The data:
* * * * *
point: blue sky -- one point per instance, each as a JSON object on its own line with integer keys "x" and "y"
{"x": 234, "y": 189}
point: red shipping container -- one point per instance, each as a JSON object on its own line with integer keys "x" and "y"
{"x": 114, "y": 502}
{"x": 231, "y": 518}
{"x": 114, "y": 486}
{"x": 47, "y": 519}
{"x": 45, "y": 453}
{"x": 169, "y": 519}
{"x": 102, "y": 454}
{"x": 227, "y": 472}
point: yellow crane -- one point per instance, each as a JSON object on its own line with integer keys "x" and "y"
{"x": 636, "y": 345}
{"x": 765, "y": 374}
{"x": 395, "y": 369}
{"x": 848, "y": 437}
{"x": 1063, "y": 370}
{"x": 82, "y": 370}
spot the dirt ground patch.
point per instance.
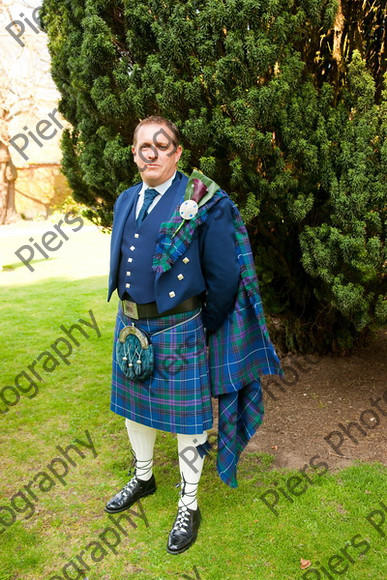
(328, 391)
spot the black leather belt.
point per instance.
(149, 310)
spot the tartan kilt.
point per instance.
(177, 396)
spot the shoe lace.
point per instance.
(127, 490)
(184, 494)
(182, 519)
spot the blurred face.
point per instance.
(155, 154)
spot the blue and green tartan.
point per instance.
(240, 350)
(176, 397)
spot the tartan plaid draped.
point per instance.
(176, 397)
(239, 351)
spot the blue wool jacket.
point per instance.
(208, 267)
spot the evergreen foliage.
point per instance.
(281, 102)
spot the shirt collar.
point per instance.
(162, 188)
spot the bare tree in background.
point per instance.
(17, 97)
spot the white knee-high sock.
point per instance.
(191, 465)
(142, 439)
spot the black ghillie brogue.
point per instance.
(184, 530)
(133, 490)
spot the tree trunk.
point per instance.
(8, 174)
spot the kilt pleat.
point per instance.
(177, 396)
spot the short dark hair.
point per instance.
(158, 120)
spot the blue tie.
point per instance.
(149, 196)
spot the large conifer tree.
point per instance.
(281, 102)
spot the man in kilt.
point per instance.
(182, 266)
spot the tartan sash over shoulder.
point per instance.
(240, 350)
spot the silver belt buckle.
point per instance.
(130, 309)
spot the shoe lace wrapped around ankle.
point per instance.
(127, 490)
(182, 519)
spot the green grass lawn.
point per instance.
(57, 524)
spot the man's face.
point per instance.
* * * * *
Assigned task: Reproduce all the material exactly, omitting images.

Reply:
point: blue sky -- one point per instance, each as a JSON object on its own line with integer keys "x" and "y"
{"x": 234, "y": 189}
point: red shipping container -- one point per instance, each as a JSON object on its own line with integer keys "x" and "y"
{"x": 114, "y": 502}
{"x": 231, "y": 518}
{"x": 114, "y": 486}
{"x": 47, "y": 519}
{"x": 45, "y": 453}
{"x": 169, "y": 519}
{"x": 102, "y": 454}
{"x": 227, "y": 472}
point: yellow crane -- one point per instance, each as a JSON object on its own line with integer keys "x" and "y"
{"x": 636, "y": 345}
{"x": 765, "y": 374}
{"x": 395, "y": 369}
{"x": 848, "y": 437}
{"x": 1063, "y": 370}
{"x": 82, "y": 370}
spot the dirt ground patch.
point per instance.
(328, 391)
spot the black leather belt.
point per instance.
(149, 310)
spot the tartan kilt.
point per instance.
(177, 396)
spot the shoe lace.
point per instance.
(127, 490)
(184, 494)
(182, 519)
spot the blurred face.
point per instance.
(155, 154)
spot the blue and green tartan.
point per instance.
(240, 350)
(176, 397)
spot the tartan plaid draped.
point per instance.
(176, 397)
(239, 351)
spot the blue wool jacket.
point per instance.
(208, 267)
spot the evergreen foliage.
point per instance.
(281, 102)
spot the shirt collar.
point per instance.
(162, 188)
spot the bare tree in background.
point per instance.
(17, 97)
spot the white knee-high sock.
point per instance.
(191, 465)
(142, 439)
spot the black ghillie brogue.
point per instance.
(184, 530)
(133, 490)
spot the tree trunk.
point per instance.
(8, 174)
spot the kilt pleat.
point per instance.
(177, 396)
spot the short dark hair.
point per instance.
(158, 120)
spot the blue tie.
point per instance.
(149, 196)
spot the large conifer tree.
point per instance.
(281, 102)
spot the man in kilt.
point per instance.
(182, 266)
spot the tartan sash over shoulder.
point per instance.
(240, 350)
spot the silver belt buckle.
point per instance.
(130, 309)
spot the shoe lace wrapped around ankle.
point per instance.
(127, 490)
(182, 519)
spot the green grass lawn.
point per instance.
(57, 524)
spot the man's face.
point per instance.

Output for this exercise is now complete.